** START OF Passage **

[PATCH 1/3]middle-end: support vec_cbranch_any and vec_cbranch_all [PR118974]

Tamar Christina Sun, 08 Jun 2025 23:00:24 -0700

This patch introduces two new vector cbranch optabs vec_cbranch_any and
vec_cbranch_all.


To explain why we need two new optabs let me explain the current cbranch and its
limitations and what I'm trying to optimize. So sorry for the long email, but I
hope it explains why I think we want new optabs.

Today cbranch can be used for both vector and scalar modes.  In both these
cases it's intended to compare boolean values, either scalar or vector.

The optab documentation does not however state that it can only handle
comparisons against 0.  So many targets have added code for the vector variant
that tries to deal with the case where we branch based on two non-zero
registers.

However this code can't ever be reached because the cbranch expansion only deals
with comparisons against 0 for vectors.  This is because for vectors the rest of
the compiler has no way to generate a non-zero comparison. e.g. the vectorizer
will always generate a zero comparison, and the C/C++ front-ends won't allow
vectors to be used in a cbranch as it expects a boolean value.  ISAs like SVE
work around this by requiring you to use an SVE PTEST intrinsics which results
in a single scalar boolean value that represents the flag values.

e.g. if (svptest_any (..))

The natural question is why do we not at expand time then rewrite the comparison
to a non-zero comparison if the target supports it.

The reason is we can't safely do so.  For an ANY comparison (e.g. != b) this is
trivial, but for an ALL comparison (e.g. == b) we would have to flip both branch
and invert the value being compared.  i.e. we have to make it a != b comparison.

But in emit_cmp_and_jump_insns we can't flip the branches anymore because they
have already been lowered into a fall through branch (PC) and a label, ready for
use in an if_then_else RTL expression.

Additionally as mentioned before, cbranches expect the values to be masks, not
values.  This kinda works out if you XOR the values, but for FP vectors you'd
need to know what equality means for the FP format.  i.e. it's possible for
IEEE 754 values but It's not immediately obvious if this is true for all
formats.

Now why does any of this matter?  Well there are two optimizations we want to be
able to do.

1. Adv. SIMD does not support a vector !=, as in there's no instruction for it.
   For both Integer and FP vectors we perform the comparisons as EQ and then
   invert the resulting mask.  Ideally we'd like to replace this with just a XOR
   and the appropriate branch.

** END OF Passage **

- Directive A: What two new optabs does the patch email introduce?
- Directive B: Sum up the patch email in two sentences.
- Directive C: Carry on the patch email from the point where it stops.

** START OF Items **

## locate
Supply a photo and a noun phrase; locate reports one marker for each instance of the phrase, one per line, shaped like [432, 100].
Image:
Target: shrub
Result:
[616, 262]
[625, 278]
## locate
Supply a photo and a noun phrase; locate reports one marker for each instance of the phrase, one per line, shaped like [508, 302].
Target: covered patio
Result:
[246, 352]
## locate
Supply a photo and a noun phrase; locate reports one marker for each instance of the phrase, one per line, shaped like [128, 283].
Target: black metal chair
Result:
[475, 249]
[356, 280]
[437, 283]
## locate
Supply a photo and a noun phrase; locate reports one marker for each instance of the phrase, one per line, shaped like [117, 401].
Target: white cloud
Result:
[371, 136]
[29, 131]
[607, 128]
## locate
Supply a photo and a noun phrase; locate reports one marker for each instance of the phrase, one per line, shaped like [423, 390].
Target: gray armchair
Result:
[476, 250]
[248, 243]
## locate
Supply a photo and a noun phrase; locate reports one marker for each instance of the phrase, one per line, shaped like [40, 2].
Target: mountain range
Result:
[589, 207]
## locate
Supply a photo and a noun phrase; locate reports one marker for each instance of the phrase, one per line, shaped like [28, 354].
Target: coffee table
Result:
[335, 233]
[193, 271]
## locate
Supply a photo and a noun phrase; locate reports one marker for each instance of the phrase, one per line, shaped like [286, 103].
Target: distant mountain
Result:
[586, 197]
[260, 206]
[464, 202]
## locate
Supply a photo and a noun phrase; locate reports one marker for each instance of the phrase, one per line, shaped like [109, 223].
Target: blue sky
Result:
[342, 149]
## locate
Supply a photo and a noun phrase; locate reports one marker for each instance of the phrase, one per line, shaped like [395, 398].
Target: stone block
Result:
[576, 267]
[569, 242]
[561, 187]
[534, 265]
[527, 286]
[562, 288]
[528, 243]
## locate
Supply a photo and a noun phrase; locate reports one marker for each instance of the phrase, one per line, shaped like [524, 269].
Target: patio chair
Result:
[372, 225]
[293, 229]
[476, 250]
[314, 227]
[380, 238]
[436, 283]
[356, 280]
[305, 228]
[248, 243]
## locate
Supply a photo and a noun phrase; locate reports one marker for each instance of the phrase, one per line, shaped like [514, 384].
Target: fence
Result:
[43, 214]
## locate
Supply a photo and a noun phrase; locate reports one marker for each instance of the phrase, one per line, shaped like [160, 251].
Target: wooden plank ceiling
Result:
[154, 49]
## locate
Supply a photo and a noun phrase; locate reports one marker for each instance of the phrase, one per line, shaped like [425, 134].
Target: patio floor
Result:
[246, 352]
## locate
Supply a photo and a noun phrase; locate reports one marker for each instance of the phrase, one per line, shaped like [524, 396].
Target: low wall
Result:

** END OF Items **

- Written answer A: vec_cbranch_any and vec_cbranch_all.

- Written answer B: The patch email introduces two new vector cbranch optabs, vec_cbranch_any and vec_cbranch_all, and explains that today's cbranch expansion only handles vector comparisons against 0, so target code for comparing two non-zero registers can never be reached. Rewriting the comparison at expand time isn't safe, since an ALL comparison would require flipping branches that have already been lowered, and for FP vectors equality depends on the format.

- Written answer C:
2. When on an SVE enabled system we would like to use an SVE compare + branch
   for the Adv. SIMD sequence which could happen due to cost modelling.  However
   we can only do so based on if we know that the values being compared against
   are the boolean masks.  This means we can't really use combine to do this
   because combine would have to match the entire sequence including the
   vector comparisons because at RTL we've lost the information that
   VECTOR_BOOLEAN_P would have given us.  This sequence would be too long for
   combine to match due to it having to match the compare + branch sequence
   being generated as well.  It also becomes a bit messy to match ANY and ALL
   sequences.

To handle these two cases I propose the new optabs vec_cbranch_any and
vec_cbranch_all that expect the operands to be values, not masks, and the
comparison operation is the comparison being performed.  The current cbranch
optab can't be used here because we need to be able to see both comparison
operators (for the boolean branch and the data compare branch).

The initial != 0 or == 0 is folded away into the name as _any and _all allowing
the target to easily do as it wishes.

I have intentionally chosen to require cbranch_optab to still be the main one.
i.e. you can't have vec_cbranch_any/vec_cbranch_all without cbranch because
these two are an expand time only construct.  I've also chosen them to be this
such that there's no change needed to any other passes in the middle-end.

With these two optabs it's trivial to implement the two optimization I described
above.  A target expansion hook is also possible but optabs felt more natural
for the situation.

I.e. with them we can now generate

.L2:
        ldr     q31, [x1, x2]
        add     v29.4s, v29.4s, v25.4s
        add     v28.4s, v28.4s, v26.4s
        add     v31.4s, v31.4s, v30.4s
        str     q31, [x1, x2]
        add     x1, x1, 16
        cmp     x1, 2560
        beq     .L1
.L6:
        ldr     q30, [x3, x1]
        cmpeq   p15.s, p7/z, z30.s, z27.s
        b.none  .L2

and easily prove it correct.

Bootstrapped Regtested on aarch64-none-linux-gnu,
arm-none-linux-gnueabihf, x86_64-pc-linux-gnu
-m32, -m64 and no issues.

Ok for master?

Thanks,
Tamar

gcc/ChangeLog:

        PR target/118974
        * optabs.cc (prepare_cmp_insn): Refactor to take optab to check for
        instead of hardcoded cbranch.
        (emit_cmp_and_jump_insns): Try to emit a vec_cbranch if supported.
        * optabs.def (vec_cbranch_any_optab, vec_cbranch_all_optab): New.
        * doc/md.texi (cbranch_any@var{mode}4, cbranch_any@var{mode}4): Document
        them.

---
diff --git a/gcc/doc/md.texi b/gcc/doc/md.texi
index 
f6314af46923beee0100a1410f089efd34d7566d..7dbfbbe1609a196b0834d458b26f61904eaf5b24
 100644
--- a/gcc/doc/md.texi
+++ b/gcc/doc/md.texi
@@ -7622,6 +7622,24 @@ Operand 0 is a comparison operator.  Operand 1 and 
operand 2 are the
 first and second operands of the comparison, respectively.  Operand 3
 is the @code{code_label} to jump to.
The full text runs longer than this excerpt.